Esercizio proposto 1
Puoi riscrivere in forma di elenco il paragrafo del brano sui ricordi d'infanzia che inizia con «Torniamo alla radio», conservandone i fatti principali?

Brano del documento
┌────────

Questi sono sicuramente i due episodi che più mi colpirono, e che, infatti, ancora oggi ricordo, in quell'anno di avvento televisivo, o più probabilmente gli unici, perché in realtà, all'epoca, l'importanza preminente nei mezzi di comunicazione era sicuramente della radio.
L'apparecchio radiofonico era l'oggetto più importante della nostra sala; a proposito non vi ho ancora descritto com'era fatta la prima casa della mia vita. La palazzina era costituita da due piani (oltre il pianterreno); la mia famiglia (padre, madre e una sorella, più vecchia di me di quasi sette anni) occupava il piano di mezzo, al quale si accedeva tramite due rampe di scale; il primo scalino aveva un difetto: mancava di un pezzetto nell'angolo destro. Voi vi chiederete come faccio a ricordarmi di un particolare simile dopo tanti anni; semplice: un giorno, tornando a casa da scuola di corsa, ho centrato in pieno col mio piede destro quel vuoto nello scalino e il risultato si vede ancora adesso sulla mia fronte, con una cicatrice, ora piccola, all'attacco dei capelli (si fa per dire). Apriamo la porta ed entriamo nell'appartamento: l'ingresso è anche la sala e in pratica dove viviamo quando siamo in casa; sulla parete di fondo, di fianco alla finestra, fa bella mostra di se la radio, una grossa Telefunken. Subito sulla destra, la porta della stanza nella quale si trovava una cosa sola: un vero e proprio trono, due scalini di cemento e sopra il cesso! Questa stanza prima della costruzione del "trono" era una dispensa ed il cesso era all'aperto, in un gabbiotto nell'orto al piano terreno. Le altre porte della sala danno su quattro stanze, una usata come deposito di varie cose, due camere da letto (io dormivo nel lettone con i miei genitori), infine di fianco all'ingresso la cucina.
Torniamo alla radio. I programmi più seguiti erano quelli musicali che facevano la parte del leone nella programmazione, con le varie orchestre (la più famosa quella di Cinico Angelini), che si alternavano ad accompagnare i cantanti della propria scuderia: gli idoli del momento erano Nilla Pizzi, Carla Boni, Jula De Palma, Katyna Ranieri, Gino Latilla, Achille Togliani. I testi possono far invidia ai più demenziali degli Skiantos o di Elio con le sue Storie Tese; qualche esempio preso da "Sorrisi e Canzoni" del 18 luglio 1954:
"Marietta ...(monta in gondola)"
Lui: Marietta, monta in gondola
Che mi te porto al lido!
Lei: Mi noe che non me fido,
ti è massa un impostor...
Lui: Cossa te disi, cocola?
Perché tel quel boschetto...
Lei: Ti m'ha scrocà un basetto
Per pizzegarme el cuor.

└────────

Esercizio proposto 2
Quali righe dei dati contengono la stringa "blue"? Riportale tutte per intero.

Dati di partenza
┌────────

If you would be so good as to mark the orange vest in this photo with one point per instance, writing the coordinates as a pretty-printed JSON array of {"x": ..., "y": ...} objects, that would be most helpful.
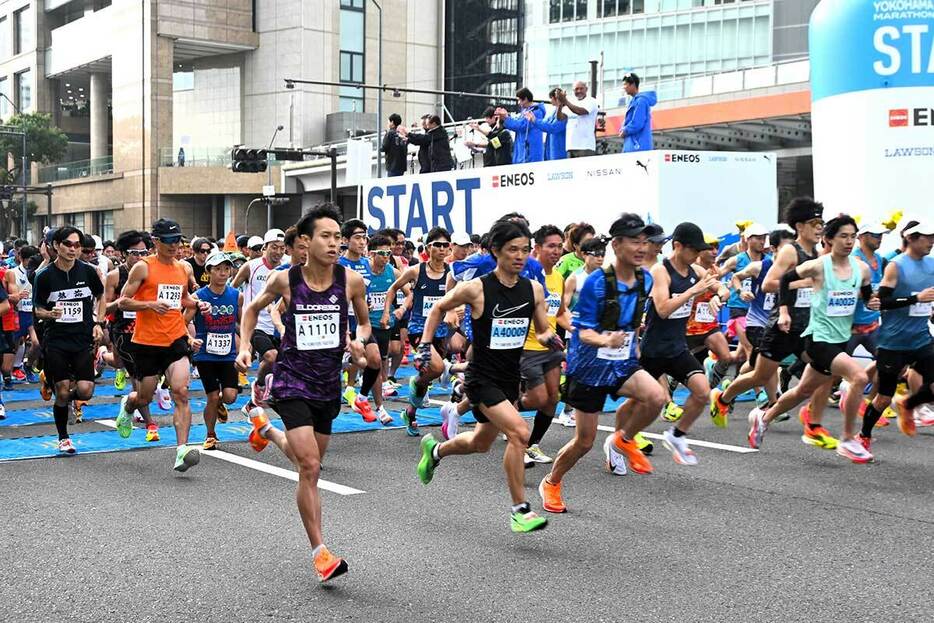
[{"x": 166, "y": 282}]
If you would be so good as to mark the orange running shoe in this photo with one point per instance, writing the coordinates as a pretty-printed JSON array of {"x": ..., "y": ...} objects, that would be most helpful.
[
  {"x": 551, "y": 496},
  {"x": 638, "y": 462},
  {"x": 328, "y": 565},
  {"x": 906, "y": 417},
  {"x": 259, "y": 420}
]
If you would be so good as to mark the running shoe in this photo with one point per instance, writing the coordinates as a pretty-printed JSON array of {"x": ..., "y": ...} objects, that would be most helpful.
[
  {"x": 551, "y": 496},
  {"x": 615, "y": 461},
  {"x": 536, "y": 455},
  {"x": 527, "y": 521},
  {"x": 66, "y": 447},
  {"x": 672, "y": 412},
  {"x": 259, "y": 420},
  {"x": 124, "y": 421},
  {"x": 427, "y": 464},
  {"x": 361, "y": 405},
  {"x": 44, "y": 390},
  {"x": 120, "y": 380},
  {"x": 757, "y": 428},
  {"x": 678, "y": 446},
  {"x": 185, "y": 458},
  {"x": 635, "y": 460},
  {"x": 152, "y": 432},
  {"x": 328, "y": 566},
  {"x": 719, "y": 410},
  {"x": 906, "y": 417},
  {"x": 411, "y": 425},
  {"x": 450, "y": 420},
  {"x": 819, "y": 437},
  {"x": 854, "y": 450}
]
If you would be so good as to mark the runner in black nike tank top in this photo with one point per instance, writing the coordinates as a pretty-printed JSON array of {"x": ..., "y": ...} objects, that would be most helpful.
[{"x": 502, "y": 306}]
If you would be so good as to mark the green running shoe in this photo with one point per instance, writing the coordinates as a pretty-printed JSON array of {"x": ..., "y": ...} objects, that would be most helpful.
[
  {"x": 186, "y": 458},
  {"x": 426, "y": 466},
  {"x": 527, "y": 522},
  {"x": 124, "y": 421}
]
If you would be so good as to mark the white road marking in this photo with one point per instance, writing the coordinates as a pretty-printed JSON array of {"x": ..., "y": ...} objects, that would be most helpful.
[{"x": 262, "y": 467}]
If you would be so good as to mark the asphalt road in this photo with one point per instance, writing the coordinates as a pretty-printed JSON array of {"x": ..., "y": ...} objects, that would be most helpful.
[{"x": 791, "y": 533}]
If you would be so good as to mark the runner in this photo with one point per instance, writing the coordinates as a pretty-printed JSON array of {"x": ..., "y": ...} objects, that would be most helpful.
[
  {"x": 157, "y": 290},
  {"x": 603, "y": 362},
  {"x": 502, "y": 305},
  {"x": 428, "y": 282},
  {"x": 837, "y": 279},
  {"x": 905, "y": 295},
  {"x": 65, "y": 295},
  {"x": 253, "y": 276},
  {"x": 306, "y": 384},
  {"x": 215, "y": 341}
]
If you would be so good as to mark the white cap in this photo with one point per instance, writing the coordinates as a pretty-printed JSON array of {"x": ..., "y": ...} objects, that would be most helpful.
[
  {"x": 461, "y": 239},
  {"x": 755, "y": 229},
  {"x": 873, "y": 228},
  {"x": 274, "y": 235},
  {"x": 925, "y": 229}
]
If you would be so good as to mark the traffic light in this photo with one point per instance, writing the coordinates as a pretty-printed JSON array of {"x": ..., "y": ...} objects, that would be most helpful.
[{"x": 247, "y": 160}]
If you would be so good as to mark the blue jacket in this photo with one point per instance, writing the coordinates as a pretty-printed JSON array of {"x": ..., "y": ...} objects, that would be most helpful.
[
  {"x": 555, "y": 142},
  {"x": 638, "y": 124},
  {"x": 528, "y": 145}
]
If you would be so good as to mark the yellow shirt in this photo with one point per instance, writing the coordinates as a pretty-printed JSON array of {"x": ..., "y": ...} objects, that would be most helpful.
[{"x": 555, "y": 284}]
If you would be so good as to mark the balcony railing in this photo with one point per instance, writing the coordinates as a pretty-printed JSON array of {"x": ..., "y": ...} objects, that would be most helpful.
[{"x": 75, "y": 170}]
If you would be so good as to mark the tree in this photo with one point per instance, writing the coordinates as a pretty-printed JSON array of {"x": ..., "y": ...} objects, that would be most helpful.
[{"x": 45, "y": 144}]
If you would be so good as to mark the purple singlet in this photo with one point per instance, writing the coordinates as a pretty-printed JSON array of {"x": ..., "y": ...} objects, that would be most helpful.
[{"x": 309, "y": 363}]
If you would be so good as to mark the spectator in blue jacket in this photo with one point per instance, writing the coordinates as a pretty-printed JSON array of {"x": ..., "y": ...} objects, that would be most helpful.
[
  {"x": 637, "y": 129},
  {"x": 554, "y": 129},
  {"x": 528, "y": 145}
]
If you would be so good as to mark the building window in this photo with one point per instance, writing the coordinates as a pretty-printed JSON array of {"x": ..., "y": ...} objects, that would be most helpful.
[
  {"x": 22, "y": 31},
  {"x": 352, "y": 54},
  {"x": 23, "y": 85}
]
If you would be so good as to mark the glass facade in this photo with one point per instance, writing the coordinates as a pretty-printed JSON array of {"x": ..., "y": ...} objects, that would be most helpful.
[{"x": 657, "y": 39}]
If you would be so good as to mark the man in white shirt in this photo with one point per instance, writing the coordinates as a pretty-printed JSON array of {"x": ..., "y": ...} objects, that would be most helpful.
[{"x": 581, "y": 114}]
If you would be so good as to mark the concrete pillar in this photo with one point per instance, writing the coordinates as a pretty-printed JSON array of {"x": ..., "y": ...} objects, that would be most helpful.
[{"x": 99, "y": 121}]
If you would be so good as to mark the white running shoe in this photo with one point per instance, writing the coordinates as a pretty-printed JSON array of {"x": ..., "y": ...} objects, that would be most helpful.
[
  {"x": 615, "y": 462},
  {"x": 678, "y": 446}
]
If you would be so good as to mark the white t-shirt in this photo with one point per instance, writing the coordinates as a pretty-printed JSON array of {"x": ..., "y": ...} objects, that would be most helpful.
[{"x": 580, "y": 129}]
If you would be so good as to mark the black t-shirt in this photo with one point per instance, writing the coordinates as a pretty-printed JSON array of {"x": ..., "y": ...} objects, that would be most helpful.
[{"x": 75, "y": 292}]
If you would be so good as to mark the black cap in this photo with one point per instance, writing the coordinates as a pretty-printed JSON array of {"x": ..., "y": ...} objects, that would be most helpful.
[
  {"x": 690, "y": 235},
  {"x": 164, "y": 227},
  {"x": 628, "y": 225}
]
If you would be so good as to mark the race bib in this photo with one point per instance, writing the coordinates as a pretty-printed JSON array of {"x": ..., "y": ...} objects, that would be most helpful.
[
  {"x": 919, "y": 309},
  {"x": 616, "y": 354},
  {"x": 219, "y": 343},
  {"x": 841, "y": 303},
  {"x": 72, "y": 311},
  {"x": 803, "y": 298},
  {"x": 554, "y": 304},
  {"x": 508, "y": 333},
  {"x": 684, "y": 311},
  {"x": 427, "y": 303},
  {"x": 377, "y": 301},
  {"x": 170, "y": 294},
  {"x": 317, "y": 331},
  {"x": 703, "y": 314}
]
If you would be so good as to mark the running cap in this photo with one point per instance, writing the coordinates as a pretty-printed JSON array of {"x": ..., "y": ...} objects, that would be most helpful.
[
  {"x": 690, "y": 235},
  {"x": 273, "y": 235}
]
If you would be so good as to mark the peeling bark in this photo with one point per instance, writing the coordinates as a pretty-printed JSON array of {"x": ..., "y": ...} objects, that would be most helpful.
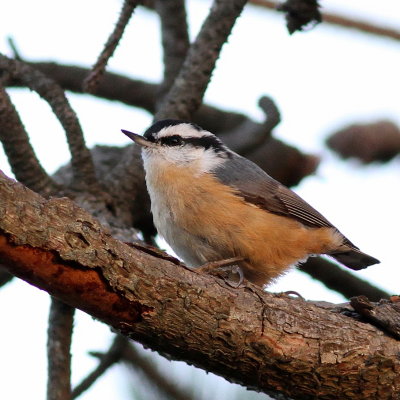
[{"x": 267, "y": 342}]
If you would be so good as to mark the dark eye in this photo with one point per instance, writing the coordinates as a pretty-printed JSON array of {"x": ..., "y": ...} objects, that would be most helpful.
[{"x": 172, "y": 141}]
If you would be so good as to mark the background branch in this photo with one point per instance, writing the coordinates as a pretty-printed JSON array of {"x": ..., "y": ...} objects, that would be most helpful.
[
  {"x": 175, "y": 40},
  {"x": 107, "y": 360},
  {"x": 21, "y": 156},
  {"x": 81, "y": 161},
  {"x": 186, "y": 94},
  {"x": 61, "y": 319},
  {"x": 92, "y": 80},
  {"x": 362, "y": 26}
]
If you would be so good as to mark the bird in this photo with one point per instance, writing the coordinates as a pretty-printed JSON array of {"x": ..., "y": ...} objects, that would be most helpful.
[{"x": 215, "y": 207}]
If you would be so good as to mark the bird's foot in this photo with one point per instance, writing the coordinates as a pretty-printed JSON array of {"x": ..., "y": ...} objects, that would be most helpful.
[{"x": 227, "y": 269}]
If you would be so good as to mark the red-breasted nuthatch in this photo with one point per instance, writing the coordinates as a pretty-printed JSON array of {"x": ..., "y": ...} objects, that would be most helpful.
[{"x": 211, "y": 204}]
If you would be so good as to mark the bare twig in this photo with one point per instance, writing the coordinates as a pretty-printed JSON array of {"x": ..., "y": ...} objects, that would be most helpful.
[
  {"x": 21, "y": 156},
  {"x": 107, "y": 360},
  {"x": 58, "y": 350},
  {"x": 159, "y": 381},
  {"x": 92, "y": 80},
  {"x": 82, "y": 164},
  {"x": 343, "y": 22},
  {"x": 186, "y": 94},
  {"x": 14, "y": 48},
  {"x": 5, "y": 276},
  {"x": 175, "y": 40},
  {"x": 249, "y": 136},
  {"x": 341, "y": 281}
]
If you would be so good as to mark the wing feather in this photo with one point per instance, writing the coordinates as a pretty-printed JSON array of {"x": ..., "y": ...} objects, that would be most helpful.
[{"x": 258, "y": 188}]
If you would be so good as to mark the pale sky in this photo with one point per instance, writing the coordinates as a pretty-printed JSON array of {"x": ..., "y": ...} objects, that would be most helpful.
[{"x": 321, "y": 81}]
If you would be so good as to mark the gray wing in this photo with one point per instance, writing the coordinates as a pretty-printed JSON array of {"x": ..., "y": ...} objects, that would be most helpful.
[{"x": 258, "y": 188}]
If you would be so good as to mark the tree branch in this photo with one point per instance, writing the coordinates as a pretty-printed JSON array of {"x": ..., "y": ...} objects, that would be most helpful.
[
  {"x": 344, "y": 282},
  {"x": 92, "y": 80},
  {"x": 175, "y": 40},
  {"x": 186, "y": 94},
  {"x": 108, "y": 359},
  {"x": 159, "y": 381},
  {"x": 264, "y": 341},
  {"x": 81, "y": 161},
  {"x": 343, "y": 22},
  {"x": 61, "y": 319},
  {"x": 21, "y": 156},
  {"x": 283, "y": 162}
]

└────────

Risposta 1
- I programmi radiofonici più seguiti erano quelli musicali, che dominavano la programmazione.
- Diverse orchestre si alternavano ad accompagnare i cantanti della propria scuderia. La più famosa era quella di Cinico Angelini.
- Gli idoli del momento erano Nilla Pizzi, Carla Boni, Jula De Palma, Katyna Ranieri, Gino Latilla e Achille Togliani.
- I testi delle canzoni possono far invidia ai più demenziali degli Skiantos o di Elio con le sue Storie Tese.
- Seguono alcuni esempi tratti da "Sorrisi e Canzoni" del 18 luglio 1954.

Risposta 2
If you would be so good as to mark the blue jacket in this photo with one point per instance, writing the coordinates as a pretty-printed JSON array of {"x": ..., "y": ...} objects, that would be most helpful.
If you would be so good as to mark the spectator in blue jacket in this photo with one point per instance, writing the coordinates as a pretty-printed JSON array of {"x": ..., "y": ...} objects, that would be most helpful.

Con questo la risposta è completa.